ACTIONS TO TAKE
**a)** According to the commentary on the APA gender identity disorder task force report, in what year was homosexuality removed from the DSM?
**b)** Carry on the commentary on the APA gender identity disorder task force report from its final sentence.

DOCUMENT TEXT
================================

The American Psychiatric Association Task Force on Treatment of Gender Identity Disorder published a report this past June. This report is a policy statement by the task force. As such, it has interesting political as well as scientific import. It is a remarkable document. And that is exactly what I’m doing here, remarking on it. It is worth reading carefully, twice.
Perhaps the most important statement in this report is,
“While the existence of the diagnosis contributes to the stigma of affected individuals, the unintended result of the APA’s silence is a failure to facilitate full access to care for those diagnosed with GID”
The inclusion of a diagnosis without clear recommendations regarding appropriate medical care in the APA’s DSM has long been a concern to many tranactivists. Within the transactivist circles, the best remedy for this situation has been hotly debated for at least two decades. Some wanted the APA to remove all reference to transsexuality, transgender, and gender identity, seeing the issue as being analogous to the removal of homosexuality from the DSM in 1973. Further, they saw the way to increased civil rights was to follow the civil rights and gay rights movements’ example of gaining recognition in the political arena. Another school of thought was just the opposite, believing that transsexuality is a recognizable medical condition and best belongs in the DSM. This school argued that access to affordable medical care depended upon having a recognized medical condition. Further, that recognition of transsexual legal identities and protections from unwarranted and unjust treatment in housing and employment were best pursued by gaining medical recognition of their condition. The first position may be called the “civil rights” model, while the second may be called, the “medical model”. Of course, there is the third path, that held to the ideals of both: Civil rights when and where possible, and full medical recognition in all spheres.

================================

Referring-expression pointing data
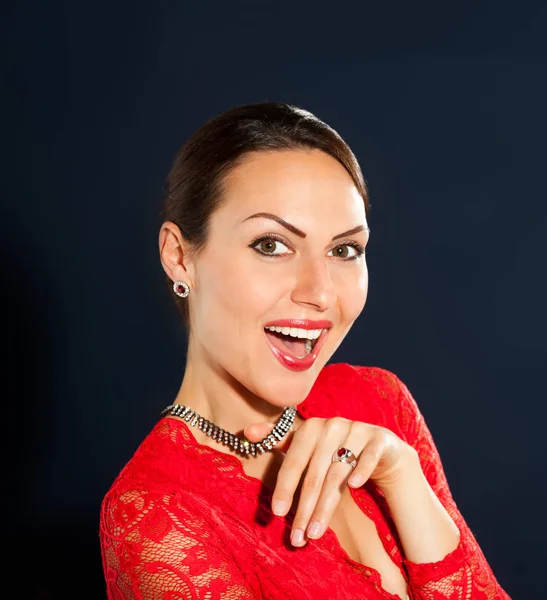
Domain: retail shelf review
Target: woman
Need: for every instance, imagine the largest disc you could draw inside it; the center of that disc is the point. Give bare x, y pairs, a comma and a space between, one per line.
272, 475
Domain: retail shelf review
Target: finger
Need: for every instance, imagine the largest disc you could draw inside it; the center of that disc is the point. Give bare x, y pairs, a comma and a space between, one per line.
367, 462
315, 482
296, 461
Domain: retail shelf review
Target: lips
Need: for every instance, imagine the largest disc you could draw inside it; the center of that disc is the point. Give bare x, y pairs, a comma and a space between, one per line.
291, 353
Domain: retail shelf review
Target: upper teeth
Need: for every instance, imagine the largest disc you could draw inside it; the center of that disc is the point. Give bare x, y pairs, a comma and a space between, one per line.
310, 334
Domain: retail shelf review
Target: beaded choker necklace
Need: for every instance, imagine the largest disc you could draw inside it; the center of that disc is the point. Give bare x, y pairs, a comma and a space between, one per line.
243, 446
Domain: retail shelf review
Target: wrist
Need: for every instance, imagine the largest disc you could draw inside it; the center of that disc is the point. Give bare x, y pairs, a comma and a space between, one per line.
407, 474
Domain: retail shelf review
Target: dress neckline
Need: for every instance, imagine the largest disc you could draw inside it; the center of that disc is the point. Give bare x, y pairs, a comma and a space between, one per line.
257, 487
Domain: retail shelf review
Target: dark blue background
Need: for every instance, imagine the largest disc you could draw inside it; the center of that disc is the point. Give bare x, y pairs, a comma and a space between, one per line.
444, 107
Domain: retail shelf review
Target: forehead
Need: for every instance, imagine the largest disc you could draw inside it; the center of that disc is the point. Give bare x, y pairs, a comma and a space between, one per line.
295, 184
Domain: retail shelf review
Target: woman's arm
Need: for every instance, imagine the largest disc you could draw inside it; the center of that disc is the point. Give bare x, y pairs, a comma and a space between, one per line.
154, 548
426, 530
440, 563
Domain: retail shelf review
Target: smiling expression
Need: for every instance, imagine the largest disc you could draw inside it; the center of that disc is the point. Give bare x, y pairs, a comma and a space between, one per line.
287, 242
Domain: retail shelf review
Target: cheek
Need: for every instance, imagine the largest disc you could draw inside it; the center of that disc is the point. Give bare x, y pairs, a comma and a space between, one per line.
233, 301
353, 294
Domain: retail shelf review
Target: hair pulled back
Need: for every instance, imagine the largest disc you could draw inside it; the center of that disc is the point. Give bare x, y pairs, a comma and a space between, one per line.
194, 183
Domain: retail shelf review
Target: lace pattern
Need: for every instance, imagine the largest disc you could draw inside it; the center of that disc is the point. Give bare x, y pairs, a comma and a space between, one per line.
184, 521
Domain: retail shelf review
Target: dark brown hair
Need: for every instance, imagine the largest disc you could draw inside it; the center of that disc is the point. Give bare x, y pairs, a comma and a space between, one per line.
194, 183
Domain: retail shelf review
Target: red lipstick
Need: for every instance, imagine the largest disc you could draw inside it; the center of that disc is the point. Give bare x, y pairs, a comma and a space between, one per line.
288, 360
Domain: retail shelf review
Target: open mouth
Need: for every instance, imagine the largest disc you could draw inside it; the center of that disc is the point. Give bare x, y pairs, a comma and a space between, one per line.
297, 342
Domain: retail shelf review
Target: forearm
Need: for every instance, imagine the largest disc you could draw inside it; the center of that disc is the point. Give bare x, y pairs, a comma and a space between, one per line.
426, 530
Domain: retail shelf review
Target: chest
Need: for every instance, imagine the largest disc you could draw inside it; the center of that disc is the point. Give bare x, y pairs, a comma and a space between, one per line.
358, 536
355, 530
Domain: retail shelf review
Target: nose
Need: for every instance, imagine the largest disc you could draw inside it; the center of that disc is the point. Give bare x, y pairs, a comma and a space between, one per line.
314, 285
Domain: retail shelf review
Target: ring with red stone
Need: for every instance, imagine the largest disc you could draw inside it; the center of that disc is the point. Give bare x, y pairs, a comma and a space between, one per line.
345, 455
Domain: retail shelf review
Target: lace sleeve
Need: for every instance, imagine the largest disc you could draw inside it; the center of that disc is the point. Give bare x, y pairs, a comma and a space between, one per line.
464, 573
155, 549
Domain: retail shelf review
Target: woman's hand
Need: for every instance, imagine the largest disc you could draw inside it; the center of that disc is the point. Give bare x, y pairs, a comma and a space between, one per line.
381, 456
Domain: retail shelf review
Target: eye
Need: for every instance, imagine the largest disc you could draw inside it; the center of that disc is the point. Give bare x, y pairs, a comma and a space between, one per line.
353, 251
266, 245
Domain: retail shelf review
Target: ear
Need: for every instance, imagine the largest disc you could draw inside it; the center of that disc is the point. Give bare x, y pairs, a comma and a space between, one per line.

================================

ANSWERS TO THE EXERCISE
**a)** 1973

**b)**
The Task Force supports the medical model and recommends that the APA issue a resolution clearly stating that transition, HRT, and SRS are “medically necessary” procedures, paving the way for affordable access to medical care.
The Task Force is to be congratulated and thanked for supporting the medical model so forthrightly. (I’ve long held to the third path.)
The two types of transsexuals
Although this report was consummately written so as to be non-inflammatory as possible, there were still gems to be gleaned from the text through careful reading. Specifically, this report fully supports the two type transsexual typology, but using the terms “early onset” and “late onset”. The report defines “early onset” in such a way that we easily recognize that they are referring to transkids, while “late onset” is used to refer to those whose GID surfaces in adolescence or later. They further clarify that late onset is associated with “transvestic fetishism” (a form of autogynephilia) and sexual attraction to the opposite natal sex. Thus, this illustrious group of psychiatrists/psychologists at least tacitly acknowledge the Freund / Blanchard two type taxonomy, along with comments to the effect that the two types need different case management. There was no need to read between the lines, the existence of and the differences between the two types was clearly articulated.
No word was mentioned about separating the two types into separate diagnostic categories… but perhaps that will come with further research and clinical experience?
William Byne, Susan J. Bradley, Eli Coleman, A. Evan Eyler, Richard Green, Edgardo J. Menvielle, Heino F. L. Meyer-Bahlburg, Richard R. Pleak, D. Andrew Tompkins, “Report of the American Psychiatric Association Task Force on Treatment of Gender Identity Disorder”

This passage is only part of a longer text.